--- begin ---

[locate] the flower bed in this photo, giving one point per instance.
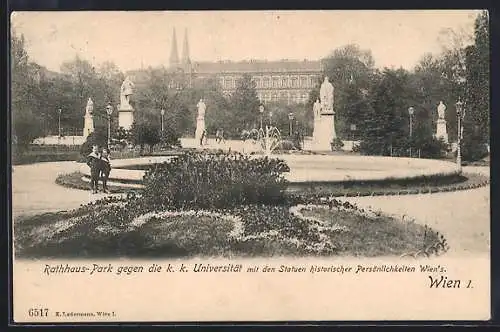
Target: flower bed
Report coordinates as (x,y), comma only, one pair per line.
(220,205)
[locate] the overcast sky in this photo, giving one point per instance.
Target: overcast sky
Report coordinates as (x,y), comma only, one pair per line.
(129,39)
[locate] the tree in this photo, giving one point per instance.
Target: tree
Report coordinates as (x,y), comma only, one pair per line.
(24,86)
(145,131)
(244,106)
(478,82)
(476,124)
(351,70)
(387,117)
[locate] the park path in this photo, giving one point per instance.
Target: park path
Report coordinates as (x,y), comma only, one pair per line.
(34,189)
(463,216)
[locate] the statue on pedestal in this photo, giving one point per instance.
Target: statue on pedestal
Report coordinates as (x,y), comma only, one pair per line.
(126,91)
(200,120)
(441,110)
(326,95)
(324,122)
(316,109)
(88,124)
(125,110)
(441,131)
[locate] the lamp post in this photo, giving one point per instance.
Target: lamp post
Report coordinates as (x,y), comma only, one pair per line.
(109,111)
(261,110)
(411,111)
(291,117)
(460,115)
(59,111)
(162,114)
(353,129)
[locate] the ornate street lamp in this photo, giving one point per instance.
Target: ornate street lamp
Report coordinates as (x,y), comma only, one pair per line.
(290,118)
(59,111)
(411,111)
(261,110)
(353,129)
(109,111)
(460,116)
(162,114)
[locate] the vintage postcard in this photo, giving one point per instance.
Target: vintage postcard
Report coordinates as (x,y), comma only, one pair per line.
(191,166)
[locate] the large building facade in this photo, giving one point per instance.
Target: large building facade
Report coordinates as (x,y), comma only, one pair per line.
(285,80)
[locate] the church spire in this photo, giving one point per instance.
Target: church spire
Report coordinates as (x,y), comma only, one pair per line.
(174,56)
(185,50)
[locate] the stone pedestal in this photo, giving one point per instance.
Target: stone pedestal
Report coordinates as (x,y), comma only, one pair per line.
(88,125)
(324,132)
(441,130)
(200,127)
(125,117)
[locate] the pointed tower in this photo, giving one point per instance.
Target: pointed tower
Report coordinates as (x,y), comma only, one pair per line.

--- end ---

__REQUIREMENT__. Copy every entry above word for word, leaving out the pictures.

__TASK RESPONSE__.
[locate] the flower bed in this photo, giving one point per instance.
Target: flower bed
Report coordinates as (x,y), comma only, one pair per line.
(220,205)
[locate] the overcast sky in this photo, giving one point per instance.
Target: overcast sky
Report coordinates as (x,y), comma only, one pair per line.
(129,39)
[locate] the tree in this photo, giving one point per instance.
Target: tree
Report coordinates as (x,y), comma only, one pair per line.
(24,86)
(145,131)
(244,106)
(478,82)
(476,124)
(351,70)
(387,117)
[locate] the park path in this photo, giving one point per instance.
Target: park path
Report coordinates as (x,y), comma only, one pair per line.
(34,189)
(463,216)
[locate] the statue on pedestal in this photo, giving one point per instance.
Target: statue on pedestal
Report coordinates as (x,y), comma only, one pair per line.
(126,91)
(200,120)
(441,110)
(326,95)
(324,122)
(316,109)
(88,124)
(125,110)
(441,131)
[locate] the lamp post in this photo, giving one point per instance.
Target: lamp post
Report coordinates as (x,y), comma only, one pair per line.
(109,111)
(261,110)
(411,111)
(291,117)
(460,115)
(59,111)
(162,114)
(353,129)
[locate] the ornate street lamp in this photo, giving one point per instance.
Target: ornate street lamp
Report coordinates as (x,y), comma only, one pair per line.
(290,118)
(59,111)
(411,111)
(261,110)
(353,129)
(109,111)
(460,116)
(162,114)
[locate] the vintage postcard in this photo, giving one point per instance.
Target: vintage postcard
Report coordinates as (x,y), comma only, one pair per line.
(191,166)
[locate] the large building facade in this photo, giving one point per instance.
Target: large building facade
Report coordinates as (x,y), comma only, one pair per line.
(285,80)
[locate] the church spire in this photo, giving one point per instance.
Target: church spire
Report coordinates as (x,y), comma only, one pair per line.
(174,56)
(185,50)
[locate] the stone pedestal in this photo, giving one point per instance.
Target: stone pedestal
Report coordinates as (x,y), comma only, one pair per line.
(88,125)
(324,132)
(441,130)
(200,127)
(125,117)
[locate] the pointed tower in this photo, giving one point per instance.
Target: pointed tower
Report coordinates as (x,y), comma only, one pair per line.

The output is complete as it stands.